**ASSIGNMENT**.
Consider the listing below. Extract exactly the lines from the line containing "Query: bare tree branch" to the line containing "Provide one point per instance of the dark background, each", both included.
MATERIAL FOR THE TASK Start Marker
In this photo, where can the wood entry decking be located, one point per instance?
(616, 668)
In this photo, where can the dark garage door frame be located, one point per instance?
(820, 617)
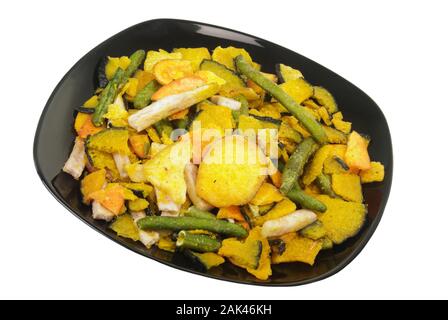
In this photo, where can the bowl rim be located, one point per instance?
(334, 270)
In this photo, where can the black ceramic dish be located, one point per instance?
(54, 137)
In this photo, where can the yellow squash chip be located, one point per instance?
(348, 186)
(297, 249)
(299, 89)
(231, 172)
(225, 56)
(114, 63)
(374, 174)
(267, 194)
(194, 55)
(92, 182)
(209, 259)
(281, 209)
(342, 219)
(316, 166)
(263, 271)
(110, 140)
(152, 57)
(124, 226)
(166, 170)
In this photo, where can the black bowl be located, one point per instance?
(54, 137)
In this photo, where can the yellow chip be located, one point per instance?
(231, 172)
(166, 170)
(225, 56)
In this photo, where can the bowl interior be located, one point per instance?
(54, 136)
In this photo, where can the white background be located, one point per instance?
(394, 50)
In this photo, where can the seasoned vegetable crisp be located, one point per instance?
(200, 153)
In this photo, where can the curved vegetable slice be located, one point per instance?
(113, 63)
(166, 170)
(166, 71)
(267, 194)
(232, 104)
(348, 186)
(290, 223)
(190, 173)
(298, 89)
(124, 227)
(77, 160)
(190, 223)
(143, 97)
(91, 183)
(107, 97)
(281, 209)
(288, 102)
(152, 57)
(225, 56)
(231, 78)
(198, 213)
(342, 219)
(299, 196)
(170, 105)
(197, 242)
(243, 254)
(374, 174)
(286, 73)
(113, 140)
(316, 166)
(357, 156)
(314, 231)
(207, 260)
(101, 213)
(231, 161)
(178, 86)
(325, 99)
(297, 249)
(294, 167)
(194, 55)
(232, 212)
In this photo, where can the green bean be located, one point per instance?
(143, 97)
(197, 242)
(191, 223)
(107, 97)
(314, 127)
(306, 201)
(198, 213)
(294, 167)
(324, 184)
(110, 92)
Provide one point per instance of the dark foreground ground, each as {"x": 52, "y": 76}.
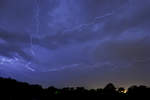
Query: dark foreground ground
{"x": 13, "y": 90}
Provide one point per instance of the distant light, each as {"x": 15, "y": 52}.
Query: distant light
{"x": 123, "y": 91}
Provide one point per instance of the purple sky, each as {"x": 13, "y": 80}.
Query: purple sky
{"x": 75, "y": 42}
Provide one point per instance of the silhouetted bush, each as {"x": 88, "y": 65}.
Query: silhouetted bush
{"x": 13, "y": 90}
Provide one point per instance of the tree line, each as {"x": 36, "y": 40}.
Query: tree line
{"x": 11, "y": 89}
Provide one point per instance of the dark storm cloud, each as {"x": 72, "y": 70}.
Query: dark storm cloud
{"x": 77, "y": 37}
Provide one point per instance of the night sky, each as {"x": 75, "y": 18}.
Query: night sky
{"x": 75, "y": 42}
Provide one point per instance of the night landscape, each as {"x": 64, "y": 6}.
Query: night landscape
{"x": 73, "y": 48}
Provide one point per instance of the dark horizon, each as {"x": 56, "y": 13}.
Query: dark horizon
{"x": 75, "y": 42}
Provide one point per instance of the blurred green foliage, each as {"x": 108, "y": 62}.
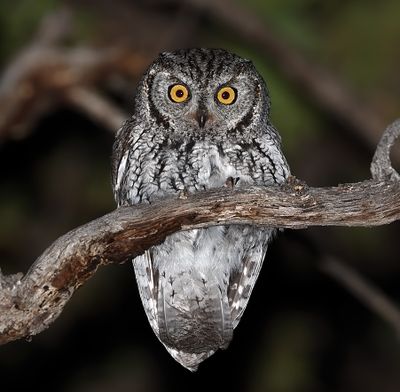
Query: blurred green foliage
{"x": 313, "y": 336}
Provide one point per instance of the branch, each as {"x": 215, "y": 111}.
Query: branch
{"x": 325, "y": 90}
{"x": 31, "y": 303}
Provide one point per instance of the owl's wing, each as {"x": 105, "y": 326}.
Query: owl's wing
{"x": 147, "y": 282}
{"x": 243, "y": 279}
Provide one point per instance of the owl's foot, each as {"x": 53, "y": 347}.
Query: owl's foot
{"x": 231, "y": 182}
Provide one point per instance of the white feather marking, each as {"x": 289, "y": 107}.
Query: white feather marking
{"x": 121, "y": 170}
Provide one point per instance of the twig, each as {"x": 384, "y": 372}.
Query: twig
{"x": 364, "y": 290}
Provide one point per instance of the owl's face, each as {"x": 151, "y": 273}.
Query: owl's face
{"x": 205, "y": 92}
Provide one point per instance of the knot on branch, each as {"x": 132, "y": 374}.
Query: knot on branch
{"x": 381, "y": 166}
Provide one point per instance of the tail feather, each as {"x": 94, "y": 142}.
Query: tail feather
{"x": 194, "y": 318}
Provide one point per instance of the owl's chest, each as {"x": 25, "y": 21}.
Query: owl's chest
{"x": 207, "y": 166}
{"x": 199, "y": 166}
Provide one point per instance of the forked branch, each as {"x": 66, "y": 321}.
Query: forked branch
{"x": 30, "y": 303}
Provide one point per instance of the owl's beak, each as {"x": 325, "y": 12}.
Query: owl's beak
{"x": 201, "y": 116}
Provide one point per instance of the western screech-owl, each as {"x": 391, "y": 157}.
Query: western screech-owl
{"x": 201, "y": 118}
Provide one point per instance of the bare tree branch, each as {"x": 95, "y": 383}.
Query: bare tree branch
{"x": 31, "y": 303}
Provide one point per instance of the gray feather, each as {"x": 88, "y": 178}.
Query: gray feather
{"x": 196, "y": 285}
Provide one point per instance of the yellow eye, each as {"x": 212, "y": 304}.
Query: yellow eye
{"x": 178, "y": 93}
{"x": 226, "y": 95}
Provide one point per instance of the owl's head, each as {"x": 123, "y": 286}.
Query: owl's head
{"x": 206, "y": 91}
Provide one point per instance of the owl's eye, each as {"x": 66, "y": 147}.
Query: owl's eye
{"x": 178, "y": 93}
{"x": 226, "y": 95}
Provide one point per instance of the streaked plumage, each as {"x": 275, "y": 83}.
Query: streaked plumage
{"x": 195, "y": 286}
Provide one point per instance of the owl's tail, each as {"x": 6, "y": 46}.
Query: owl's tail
{"x": 194, "y": 318}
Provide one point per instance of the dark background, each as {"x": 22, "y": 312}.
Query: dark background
{"x": 302, "y": 331}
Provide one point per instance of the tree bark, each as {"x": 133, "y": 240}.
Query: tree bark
{"x": 30, "y": 303}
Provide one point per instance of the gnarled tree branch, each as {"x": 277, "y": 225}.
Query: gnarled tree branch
{"x": 30, "y": 303}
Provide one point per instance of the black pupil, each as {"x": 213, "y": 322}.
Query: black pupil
{"x": 225, "y": 95}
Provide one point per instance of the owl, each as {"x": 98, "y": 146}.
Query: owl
{"x": 200, "y": 121}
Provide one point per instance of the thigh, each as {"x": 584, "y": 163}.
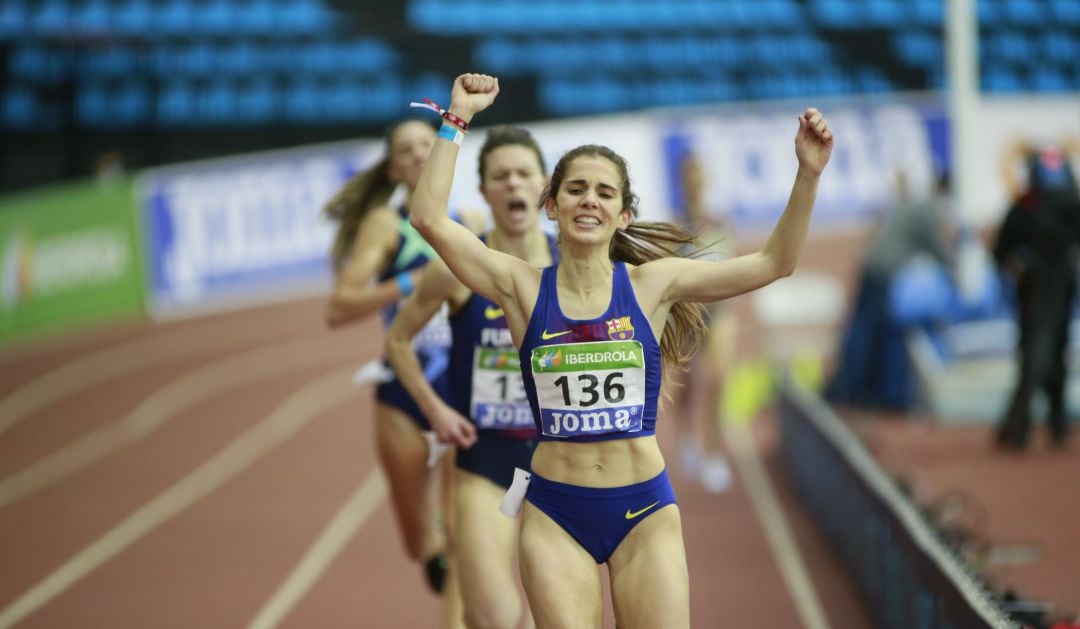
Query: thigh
{"x": 650, "y": 585}
{"x": 562, "y": 580}
{"x": 485, "y": 539}
{"x": 402, "y": 447}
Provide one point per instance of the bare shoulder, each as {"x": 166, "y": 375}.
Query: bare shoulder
{"x": 653, "y": 270}
{"x": 381, "y": 217}
{"x": 474, "y": 219}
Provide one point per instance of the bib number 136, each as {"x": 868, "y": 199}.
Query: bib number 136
{"x": 590, "y": 388}
{"x": 589, "y": 391}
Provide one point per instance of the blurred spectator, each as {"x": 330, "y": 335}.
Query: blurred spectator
{"x": 700, "y": 450}
{"x": 1038, "y": 244}
{"x": 873, "y": 370}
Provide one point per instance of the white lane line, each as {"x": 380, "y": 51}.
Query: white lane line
{"x": 777, "y": 530}
{"x": 288, "y": 417}
{"x": 118, "y": 361}
{"x": 342, "y": 527}
{"x": 158, "y": 409}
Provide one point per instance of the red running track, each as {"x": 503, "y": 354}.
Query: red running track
{"x": 220, "y": 472}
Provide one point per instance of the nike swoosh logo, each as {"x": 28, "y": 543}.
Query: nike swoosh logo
{"x": 632, "y": 514}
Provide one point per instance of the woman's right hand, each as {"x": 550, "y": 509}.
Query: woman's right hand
{"x": 472, "y": 94}
{"x": 451, "y": 427}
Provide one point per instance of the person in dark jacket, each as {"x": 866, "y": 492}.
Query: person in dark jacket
{"x": 1038, "y": 245}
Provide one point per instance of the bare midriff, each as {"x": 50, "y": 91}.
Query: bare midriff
{"x": 599, "y": 464}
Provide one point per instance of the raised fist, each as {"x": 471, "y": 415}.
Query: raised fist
{"x": 473, "y": 93}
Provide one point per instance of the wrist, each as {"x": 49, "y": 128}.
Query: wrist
{"x": 404, "y": 281}
{"x": 462, "y": 112}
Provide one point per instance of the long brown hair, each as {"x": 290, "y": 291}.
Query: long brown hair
{"x": 639, "y": 243}
{"x": 366, "y": 189}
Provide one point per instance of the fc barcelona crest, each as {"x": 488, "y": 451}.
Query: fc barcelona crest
{"x": 620, "y": 329}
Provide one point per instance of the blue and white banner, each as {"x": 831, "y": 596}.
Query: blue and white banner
{"x": 747, "y": 159}
{"x": 242, "y": 230}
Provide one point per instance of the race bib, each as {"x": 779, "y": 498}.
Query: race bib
{"x": 590, "y": 388}
{"x": 498, "y": 395}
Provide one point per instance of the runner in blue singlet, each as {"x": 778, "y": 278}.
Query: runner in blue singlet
{"x": 593, "y": 334}
{"x": 487, "y": 415}
{"x": 377, "y": 256}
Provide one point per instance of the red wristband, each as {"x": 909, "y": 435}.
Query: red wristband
{"x": 463, "y": 125}
{"x": 455, "y": 120}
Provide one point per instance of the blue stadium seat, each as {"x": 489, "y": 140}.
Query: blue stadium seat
{"x": 1065, "y": 12}
{"x": 368, "y": 56}
{"x": 133, "y": 17}
{"x": 176, "y": 103}
{"x": 217, "y": 103}
{"x": 1001, "y": 79}
{"x": 256, "y": 103}
{"x": 990, "y": 13}
{"x": 1024, "y": 12}
{"x": 301, "y": 103}
{"x": 130, "y": 106}
{"x": 1062, "y": 47}
{"x": 94, "y": 17}
{"x": 302, "y": 17}
{"x": 240, "y": 58}
{"x": 837, "y": 13}
{"x": 92, "y": 104}
{"x": 886, "y": 13}
{"x": 254, "y": 17}
{"x": 1010, "y": 47}
{"x": 919, "y": 49}
{"x": 214, "y": 18}
{"x": 19, "y": 108}
{"x": 929, "y": 13}
{"x": 14, "y": 17}
{"x": 173, "y": 18}
{"x": 111, "y": 63}
{"x": 1049, "y": 79}
{"x": 52, "y": 17}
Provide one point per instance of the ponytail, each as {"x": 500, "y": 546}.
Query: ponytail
{"x": 639, "y": 243}
{"x": 647, "y": 241}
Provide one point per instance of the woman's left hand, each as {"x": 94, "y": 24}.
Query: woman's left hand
{"x": 813, "y": 143}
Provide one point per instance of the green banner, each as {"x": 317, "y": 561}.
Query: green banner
{"x": 498, "y": 359}
{"x": 576, "y": 357}
{"x": 69, "y": 256}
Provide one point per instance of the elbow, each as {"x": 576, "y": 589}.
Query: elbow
{"x": 785, "y": 270}
{"x": 421, "y": 223}
{"x": 332, "y": 318}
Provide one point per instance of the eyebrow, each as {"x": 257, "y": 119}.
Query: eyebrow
{"x": 584, "y": 183}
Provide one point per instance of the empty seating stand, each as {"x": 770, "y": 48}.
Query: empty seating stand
{"x": 125, "y": 63}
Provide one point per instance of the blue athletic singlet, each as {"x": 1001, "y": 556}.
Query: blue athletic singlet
{"x": 432, "y": 343}
{"x": 593, "y": 379}
{"x": 485, "y": 374}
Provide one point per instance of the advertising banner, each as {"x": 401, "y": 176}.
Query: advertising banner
{"x": 241, "y": 230}
{"x": 747, "y": 159}
{"x": 68, "y": 256}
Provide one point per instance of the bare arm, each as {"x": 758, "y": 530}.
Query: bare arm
{"x": 483, "y": 270}
{"x": 355, "y": 295}
{"x": 435, "y": 288}
{"x": 688, "y": 280}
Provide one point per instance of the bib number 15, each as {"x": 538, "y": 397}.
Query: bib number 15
{"x": 588, "y": 389}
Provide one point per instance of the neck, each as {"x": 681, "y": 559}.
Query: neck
{"x": 584, "y": 272}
MATERIAL FOR THE TASK End Marker
**REPLY**.
Query: bare tree branch
{"x": 31, "y": 303}
Provide one point per instance of the gray feather, each as {"x": 88, "y": 178}.
Query: gray feather
{"x": 196, "y": 285}
Provide one point per instance of the yellow eye, each as {"x": 212, "y": 304}.
Query: yellow eye
{"x": 178, "y": 93}
{"x": 226, "y": 95}
Provide one point per instance of the owl's head, each as {"x": 123, "y": 286}.
Query: owl's head
{"x": 206, "y": 91}
Provide one point per instance of the owl's eye, each as {"x": 66, "y": 147}.
Query: owl's eye
{"x": 178, "y": 93}
{"x": 226, "y": 95}
Provide one point per instance of the streaked plumage, each as {"x": 275, "y": 83}.
Query: streaked plumage
{"x": 195, "y": 286}
Provide one point per instance of the owl's tail, each as {"x": 6, "y": 46}.
Query: owl's tail
{"x": 194, "y": 318}
Provide one point per instance of the dark background, each as {"x": 22, "y": 312}.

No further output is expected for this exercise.